Please copy the Thanksgiving text from "Sunday morning arrived." up to and including "continued on my way.", swapping "shower" for "bath".

- [Selection]
↓

THANKSGIVING

Thanksgiving

Yesterday was Thanksgiving Day. But let me share with you an experience that I had a couple of weeks ago. It was our usual hectic busy week, the grand kids had been over all week long. So we were on full time grandparent duty. We drove the kids back and forth to school. We supervised homework and prepared dinner. We Insisted on baths and all the rest. When the Kids left our house on Saturday evening, I was especially tired. I went to bed and slept in a deep sound sleep. The kind of sleep that you can’t get when you have to listen out a busy two year old who will walk the floors, even in a dark house.

Sunday morning arrived. I was laying there enjoying the quiet. My husband came into the room and popped on the light. I raised my are to shield my eyes. “Thank God I can cover my eyes from the light. Thank God that the light bothers me.” I thought, as I continued to lay there. By now I had lain in just a bit too long, so I got up to hurry to the bathroom. No pain in my feet. My knees did not hurt. I can get to the bathroom all on my own. So I Thanked God, that I was able to walk. I did my bathroom routine and exited from the warm shower. “Thank God for warm water, some people don’t have that” I thought as I continued on my way.

I headed to the bedroom, sans bathrobe, the house was nice and warm. Thank you Lord for the heat.” I said out loud. I got dressed and changed my mind about the outfit. I changed blazers to make a brighter ensemble. “Thank God.” I thought, “I have a closet full of clothes.”

↑

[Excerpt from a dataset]

↓

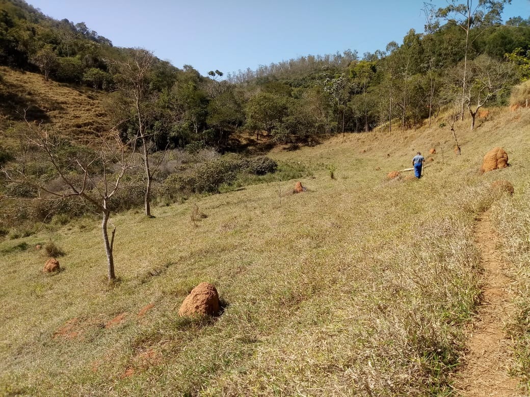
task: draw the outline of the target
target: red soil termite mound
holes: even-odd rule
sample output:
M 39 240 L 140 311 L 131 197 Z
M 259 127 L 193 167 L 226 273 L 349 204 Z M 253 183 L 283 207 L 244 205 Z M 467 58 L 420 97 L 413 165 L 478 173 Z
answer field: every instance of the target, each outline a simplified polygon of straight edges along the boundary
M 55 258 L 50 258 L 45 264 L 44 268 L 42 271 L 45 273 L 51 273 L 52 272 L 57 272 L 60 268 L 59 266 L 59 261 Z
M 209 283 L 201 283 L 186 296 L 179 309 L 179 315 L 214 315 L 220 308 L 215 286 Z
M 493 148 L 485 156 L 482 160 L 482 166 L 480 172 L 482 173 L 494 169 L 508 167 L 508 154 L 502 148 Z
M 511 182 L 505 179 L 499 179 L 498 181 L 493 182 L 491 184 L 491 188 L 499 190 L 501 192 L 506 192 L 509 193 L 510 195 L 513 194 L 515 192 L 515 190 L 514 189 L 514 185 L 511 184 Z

↑

- [Full answer]
Sunday morning arrived. I was laying there enjoying the quiet. My husband came into the room and popped on the light. I raised my are to shield my eyes. “Thank God I can cover my eyes from the light. Thank God that the light bothers me.” I thought, as I continued to lay there. By now I had lain in just a bit too long, so I got up to hurry to the bathroom. No pain in my feet. My knees did not hurt. I can get to the bathroom all on my own. So I Thanked God, that I was able to walk. I did my bathroom routine and exited from the warm bath. “Thank God for warm water, some people don’t have that” I thought as I continued on my way.